**Record extracts:**

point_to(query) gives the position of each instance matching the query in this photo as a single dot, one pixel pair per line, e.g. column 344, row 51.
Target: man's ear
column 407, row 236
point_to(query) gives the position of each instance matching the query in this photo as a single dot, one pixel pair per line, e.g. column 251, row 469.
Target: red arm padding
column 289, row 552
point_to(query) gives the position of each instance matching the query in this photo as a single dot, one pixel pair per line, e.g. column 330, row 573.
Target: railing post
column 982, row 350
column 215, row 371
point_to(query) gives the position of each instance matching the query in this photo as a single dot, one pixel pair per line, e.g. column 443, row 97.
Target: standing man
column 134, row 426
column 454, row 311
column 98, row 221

**Problem requirements:**
The entire listing above should be returned exactly as written.

**Written solution:**
point_to(query) gives the position of each instance matching the query in this photo as a single dot, one pixel pair per line, e.g. column 344, row 51.
Target: man's ear
column 407, row 236
point_to(query) gives the position of each instance matching the query in this photo as a single dot, one pixel pair per line, e.g. column 251, row 469.
Target: red arm padding
column 289, row 552
point_to(query) gives the position of each instance matching the query in this photo as a single dot, one pixel pair per line, e.g. column 330, row 573.
Target: railing post
column 982, row 350
column 215, row 371
point_to(query) gives the position of each instance matching the query in this photo as a single dot, one pixel pair per line, e.g. column 443, row 97.
Target: standing man
column 134, row 426
column 454, row 311
column 98, row 221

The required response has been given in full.